| WHAT YOU WILL DO |
Repeat the lines below exactly as written, please, from the line with "TARGET = blue sky" to the line with "TARGET = clear sky", both lines included, and no others.
--- STUDY MATERIAL Enclosed Below ---
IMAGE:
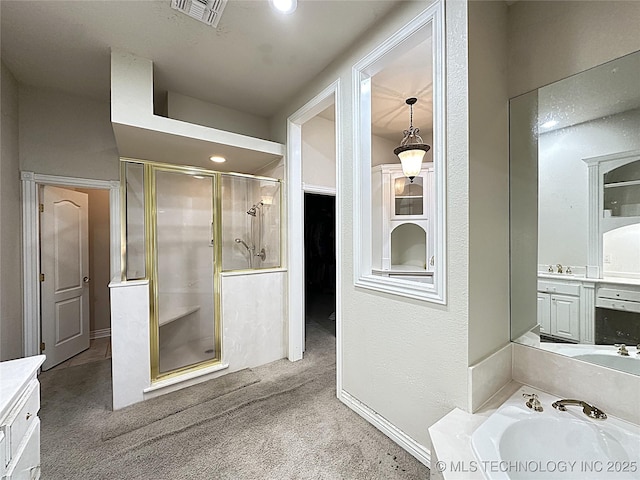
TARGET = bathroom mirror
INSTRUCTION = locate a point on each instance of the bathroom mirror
(575, 215)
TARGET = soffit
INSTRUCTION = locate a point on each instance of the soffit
(253, 62)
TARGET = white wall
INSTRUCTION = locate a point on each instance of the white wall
(100, 309)
(66, 135)
(564, 182)
(398, 354)
(549, 41)
(382, 150)
(192, 110)
(488, 179)
(319, 152)
(10, 208)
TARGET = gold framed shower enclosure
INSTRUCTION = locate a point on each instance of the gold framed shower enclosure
(178, 322)
(172, 236)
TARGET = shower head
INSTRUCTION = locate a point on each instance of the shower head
(252, 211)
(239, 240)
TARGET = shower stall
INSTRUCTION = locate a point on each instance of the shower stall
(183, 228)
(250, 223)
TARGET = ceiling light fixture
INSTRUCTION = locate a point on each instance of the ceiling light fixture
(284, 6)
(412, 148)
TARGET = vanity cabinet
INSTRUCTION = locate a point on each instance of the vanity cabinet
(402, 212)
(559, 309)
(19, 422)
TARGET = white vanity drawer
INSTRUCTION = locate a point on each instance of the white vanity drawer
(557, 287)
(3, 452)
(26, 463)
(22, 417)
(621, 305)
(619, 294)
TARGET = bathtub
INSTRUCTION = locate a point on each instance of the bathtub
(603, 355)
(516, 443)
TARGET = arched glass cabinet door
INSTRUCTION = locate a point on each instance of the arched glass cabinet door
(622, 191)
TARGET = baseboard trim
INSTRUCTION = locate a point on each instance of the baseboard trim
(102, 333)
(420, 452)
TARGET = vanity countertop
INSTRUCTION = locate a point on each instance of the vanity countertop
(581, 278)
(13, 375)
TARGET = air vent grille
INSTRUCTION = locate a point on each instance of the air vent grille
(206, 11)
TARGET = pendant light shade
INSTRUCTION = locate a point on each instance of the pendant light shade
(412, 148)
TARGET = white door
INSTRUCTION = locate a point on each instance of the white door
(64, 259)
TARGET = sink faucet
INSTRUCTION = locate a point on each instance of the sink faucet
(589, 410)
(533, 402)
(622, 349)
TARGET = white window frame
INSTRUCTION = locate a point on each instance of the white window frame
(409, 35)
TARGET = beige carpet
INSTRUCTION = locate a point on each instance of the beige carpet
(278, 421)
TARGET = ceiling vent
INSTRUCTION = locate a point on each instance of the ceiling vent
(205, 11)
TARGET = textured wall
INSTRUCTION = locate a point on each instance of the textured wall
(66, 135)
(192, 110)
(488, 179)
(397, 353)
(319, 152)
(552, 40)
(10, 233)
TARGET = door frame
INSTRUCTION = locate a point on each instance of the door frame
(31, 245)
(295, 222)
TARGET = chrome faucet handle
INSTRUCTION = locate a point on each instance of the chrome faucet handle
(622, 349)
(533, 402)
(589, 410)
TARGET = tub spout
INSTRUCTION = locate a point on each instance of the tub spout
(589, 410)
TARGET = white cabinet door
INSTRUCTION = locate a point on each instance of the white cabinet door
(544, 312)
(565, 317)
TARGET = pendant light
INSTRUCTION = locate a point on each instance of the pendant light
(412, 148)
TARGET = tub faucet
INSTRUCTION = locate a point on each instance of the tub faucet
(622, 349)
(589, 410)
(533, 402)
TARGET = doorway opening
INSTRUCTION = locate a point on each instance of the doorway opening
(75, 313)
(320, 261)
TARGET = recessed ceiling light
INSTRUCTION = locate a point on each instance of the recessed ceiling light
(284, 6)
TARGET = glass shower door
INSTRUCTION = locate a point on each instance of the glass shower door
(184, 293)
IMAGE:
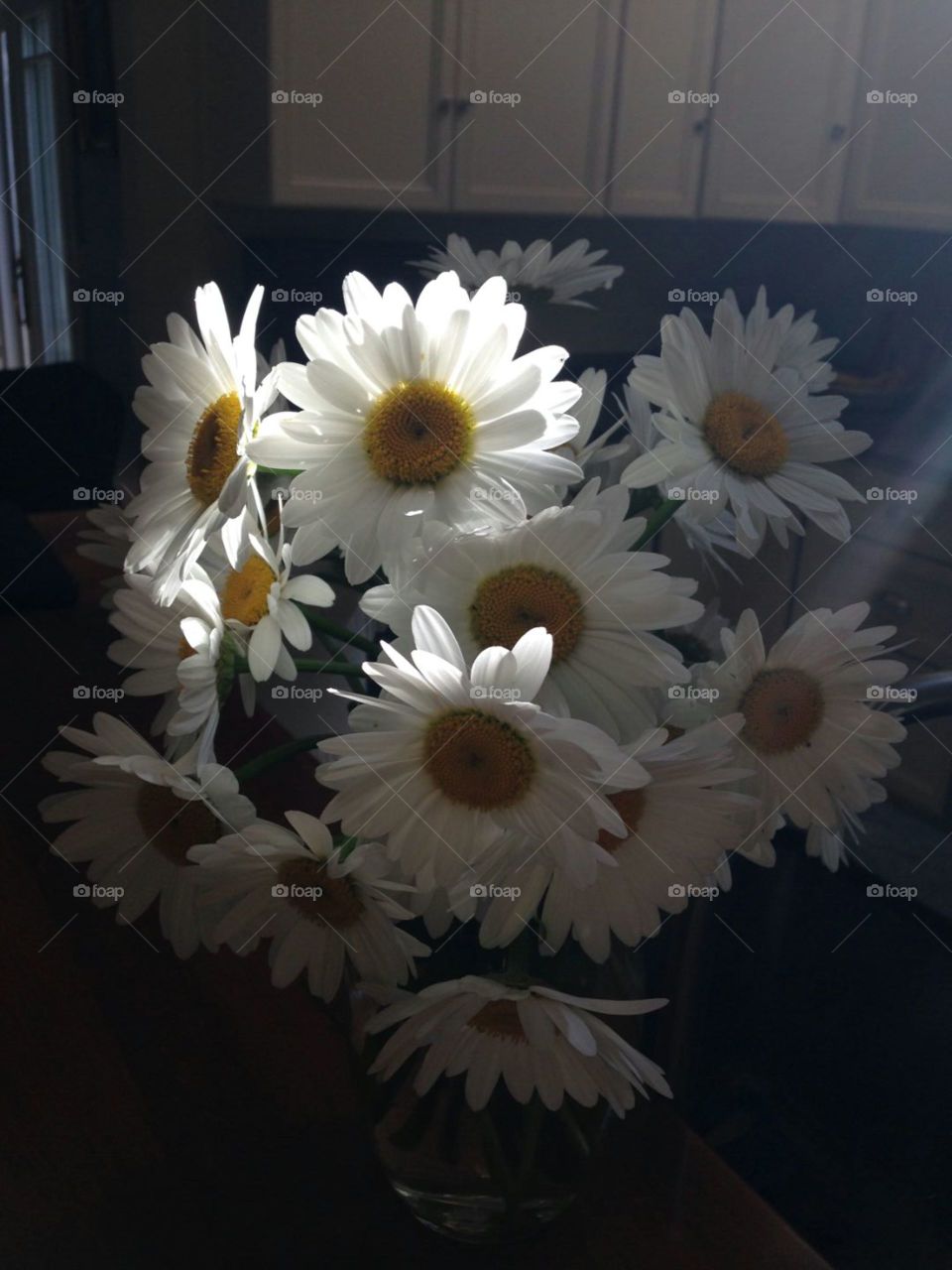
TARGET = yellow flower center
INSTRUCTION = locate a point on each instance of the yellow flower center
(419, 432)
(630, 806)
(318, 897)
(515, 601)
(212, 451)
(173, 825)
(245, 592)
(744, 435)
(782, 710)
(500, 1020)
(477, 760)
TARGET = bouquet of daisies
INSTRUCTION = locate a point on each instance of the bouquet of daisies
(542, 743)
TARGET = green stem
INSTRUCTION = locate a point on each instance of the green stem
(339, 633)
(657, 520)
(255, 766)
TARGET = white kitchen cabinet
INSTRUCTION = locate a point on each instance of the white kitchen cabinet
(900, 169)
(377, 131)
(537, 141)
(780, 131)
(664, 71)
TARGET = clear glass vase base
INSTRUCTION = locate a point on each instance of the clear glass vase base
(481, 1218)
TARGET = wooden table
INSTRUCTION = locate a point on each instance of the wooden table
(159, 1112)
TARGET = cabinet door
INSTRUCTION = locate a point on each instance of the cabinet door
(375, 136)
(666, 63)
(900, 169)
(536, 93)
(780, 135)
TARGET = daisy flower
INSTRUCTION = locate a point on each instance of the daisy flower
(154, 647)
(318, 907)
(567, 275)
(136, 817)
(784, 341)
(678, 826)
(448, 757)
(607, 451)
(572, 572)
(411, 414)
(199, 411)
(535, 1038)
(739, 436)
(259, 601)
(816, 747)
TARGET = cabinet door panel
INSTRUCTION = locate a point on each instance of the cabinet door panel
(544, 150)
(666, 62)
(900, 171)
(376, 132)
(780, 131)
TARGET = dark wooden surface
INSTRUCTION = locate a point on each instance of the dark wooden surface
(159, 1112)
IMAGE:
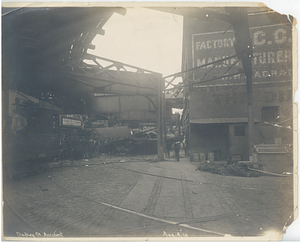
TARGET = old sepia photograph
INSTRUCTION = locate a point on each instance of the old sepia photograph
(154, 121)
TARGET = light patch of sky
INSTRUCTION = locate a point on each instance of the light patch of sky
(144, 38)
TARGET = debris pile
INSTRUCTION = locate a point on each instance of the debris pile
(140, 142)
(225, 169)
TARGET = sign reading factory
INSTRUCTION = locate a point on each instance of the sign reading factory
(271, 61)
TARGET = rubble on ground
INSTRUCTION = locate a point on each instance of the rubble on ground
(226, 169)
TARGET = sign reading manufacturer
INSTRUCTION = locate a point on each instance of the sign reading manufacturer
(271, 61)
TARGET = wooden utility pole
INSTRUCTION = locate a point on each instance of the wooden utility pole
(244, 51)
(160, 119)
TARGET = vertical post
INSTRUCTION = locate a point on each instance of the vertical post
(244, 51)
(250, 116)
(160, 119)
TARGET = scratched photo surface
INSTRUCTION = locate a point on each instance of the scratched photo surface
(147, 121)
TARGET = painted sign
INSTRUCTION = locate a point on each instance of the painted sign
(271, 61)
(71, 120)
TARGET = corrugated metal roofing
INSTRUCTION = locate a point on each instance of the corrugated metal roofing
(220, 120)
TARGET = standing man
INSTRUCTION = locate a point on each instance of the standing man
(176, 148)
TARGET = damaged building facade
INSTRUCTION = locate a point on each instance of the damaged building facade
(215, 95)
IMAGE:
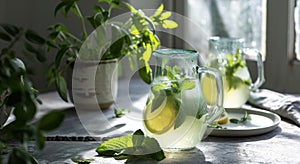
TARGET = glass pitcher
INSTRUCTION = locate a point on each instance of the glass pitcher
(176, 113)
(228, 55)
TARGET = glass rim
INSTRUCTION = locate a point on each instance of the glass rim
(175, 53)
(226, 39)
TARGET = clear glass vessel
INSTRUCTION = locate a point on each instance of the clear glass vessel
(176, 113)
(228, 55)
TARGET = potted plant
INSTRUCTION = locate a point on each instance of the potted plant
(19, 98)
(134, 38)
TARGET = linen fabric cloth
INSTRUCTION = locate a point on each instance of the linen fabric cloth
(285, 105)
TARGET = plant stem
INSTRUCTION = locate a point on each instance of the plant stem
(82, 21)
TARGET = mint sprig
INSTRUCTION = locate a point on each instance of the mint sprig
(131, 147)
(233, 63)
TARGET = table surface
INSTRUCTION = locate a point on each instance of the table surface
(73, 139)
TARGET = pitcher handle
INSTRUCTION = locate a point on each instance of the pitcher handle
(260, 76)
(217, 109)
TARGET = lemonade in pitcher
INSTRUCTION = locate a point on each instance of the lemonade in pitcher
(228, 55)
(236, 81)
(175, 116)
(176, 113)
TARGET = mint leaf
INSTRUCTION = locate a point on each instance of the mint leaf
(114, 146)
(119, 113)
(241, 120)
(234, 120)
(138, 138)
(82, 161)
(188, 84)
(233, 63)
(158, 100)
(131, 146)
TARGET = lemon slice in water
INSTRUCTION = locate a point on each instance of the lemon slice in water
(161, 119)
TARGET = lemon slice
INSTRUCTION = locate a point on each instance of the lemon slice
(223, 119)
(161, 119)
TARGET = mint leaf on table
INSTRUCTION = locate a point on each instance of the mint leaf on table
(120, 112)
(241, 120)
(131, 146)
(82, 161)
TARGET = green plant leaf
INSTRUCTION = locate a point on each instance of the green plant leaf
(82, 161)
(188, 84)
(151, 145)
(113, 146)
(165, 15)
(40, 139)
(51, 120)
(131, 146)
(138, 138)
(169, 24)
(5, 37)
(11, 29)
(130, 7)
(34, 37)
(159, 10)
(62, 87)
(145, 75)
(59, 7)
(158, 100)
(60, 54)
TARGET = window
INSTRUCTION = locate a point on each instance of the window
(272, 26)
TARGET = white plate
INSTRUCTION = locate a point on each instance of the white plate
(261, 122)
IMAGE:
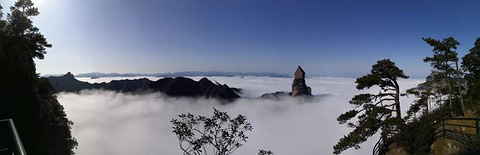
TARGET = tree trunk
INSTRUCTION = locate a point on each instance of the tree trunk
(459, 88)
(397, 100)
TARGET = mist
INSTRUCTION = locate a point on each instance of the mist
(107, 122)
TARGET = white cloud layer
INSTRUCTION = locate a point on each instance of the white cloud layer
(124, 124)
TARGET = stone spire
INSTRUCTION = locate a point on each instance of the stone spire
(299, 87)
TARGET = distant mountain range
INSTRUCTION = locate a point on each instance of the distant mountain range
(178, 86)
(180, 74)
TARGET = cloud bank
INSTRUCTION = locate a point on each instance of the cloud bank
(123, 124)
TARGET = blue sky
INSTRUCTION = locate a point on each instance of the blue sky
(325, 37)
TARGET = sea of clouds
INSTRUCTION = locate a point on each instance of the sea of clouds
(107, 122)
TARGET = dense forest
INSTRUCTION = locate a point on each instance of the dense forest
(450, 91)
(25, 97)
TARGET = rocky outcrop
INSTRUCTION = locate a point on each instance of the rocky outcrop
(178, 86)
(299, 87)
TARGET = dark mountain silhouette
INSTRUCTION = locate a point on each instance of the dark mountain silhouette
(178, 86)
(181, 74)
(299, 87)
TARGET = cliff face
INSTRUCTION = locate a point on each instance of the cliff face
(179, 86)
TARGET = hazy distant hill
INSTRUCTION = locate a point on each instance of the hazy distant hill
(179, 74)
(178, 86)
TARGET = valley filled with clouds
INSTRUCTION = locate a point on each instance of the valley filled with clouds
(108, 122)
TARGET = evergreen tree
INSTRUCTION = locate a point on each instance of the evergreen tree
(471, 65)
(374, 111)
(444, 56)
(39, 118)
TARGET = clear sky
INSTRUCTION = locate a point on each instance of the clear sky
(325, 37)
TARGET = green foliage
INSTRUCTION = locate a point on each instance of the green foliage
(39, 118)
(265, 152)
(416, 136)
(373, 111)
(471, 65)
(224, 134)
(445, 76)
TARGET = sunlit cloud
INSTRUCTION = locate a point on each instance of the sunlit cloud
(116, 123)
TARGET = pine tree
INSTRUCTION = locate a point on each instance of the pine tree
(444, 74)
(374, 111)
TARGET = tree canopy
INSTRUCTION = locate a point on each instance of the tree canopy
(373, 111)
(27, 99)
(224, 134)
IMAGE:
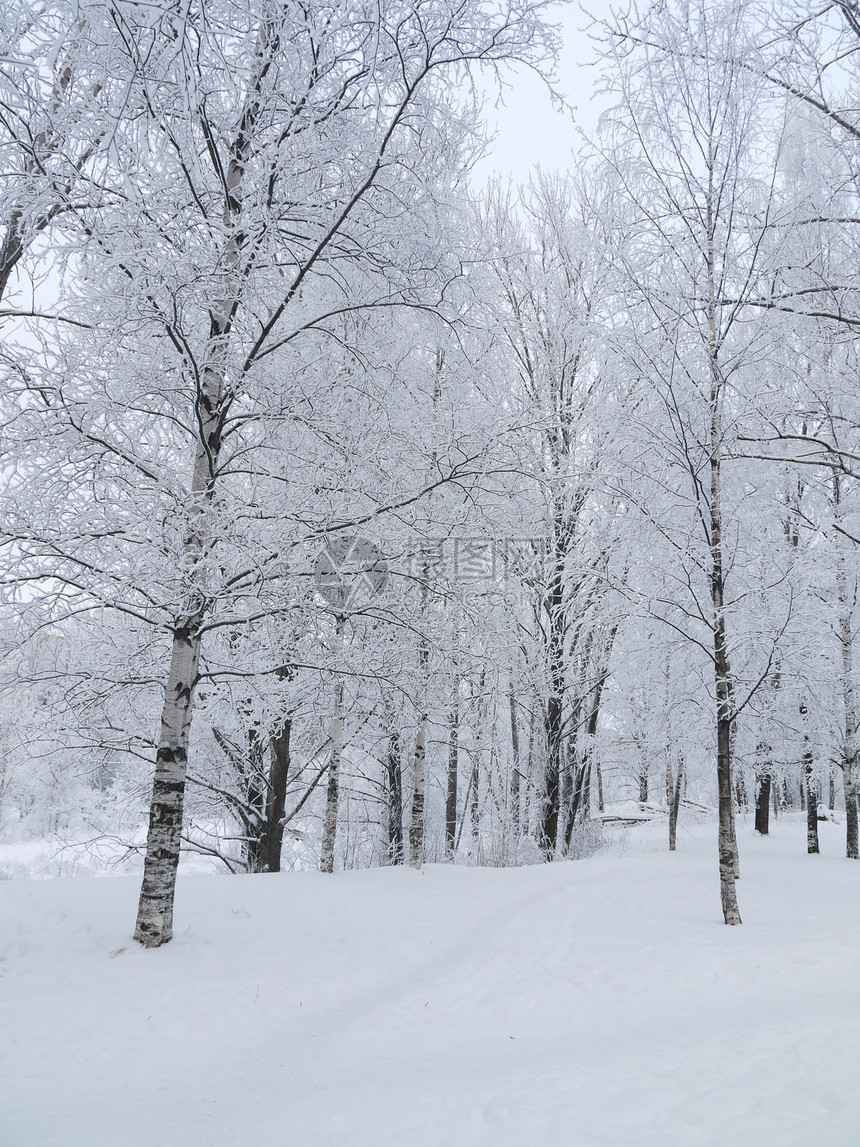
--- End of Enclosed STUDY MATERIAL ---
| RESULT FOR THIS TASK |
TARGET = blue sky
INSTRUCTION = locate a point on each instance of the blue sky
(325, 37)
TARGET = sea of clouds
INSTRUCTION = locate a point on each instance of the sea of clouds
(107, 122)
TARGET = dense forest
INSTRUCTION = locate a point on each instance of the dense forest
(450, 91)
(25, 97)
TARGET = rocky outcrop
INSTRUCTION = locate a point on each instance of the rocky outcrop
(178, 86)
(299, 87)
TARGET = dark mountain silhouette
INSTRUCTION = locate a point on each instance of the dark mountain silhouette
(178, 86)
(181, 74)
(299, 87)
TARGET = cliff face
INSTRUCTION = locate a point on each instance of the cliff face
(179, 86)
TARGET = hazy distant hill
INSTRUCTION = locate a point on each instance of the hazy distant hill
(179, 74)
(178, 86)
TARGET = valley filled with clouds
INSTRUCTION = locate a point on each instance of the valley filled with clouds
(108, 122)
TARGET = evergreen tree
INSTRUCTION = locate a point on each instance of the evergreen tree
(471, 65)
(374, 111)
(444, 56)
(39, 118)
TARGET = clear sky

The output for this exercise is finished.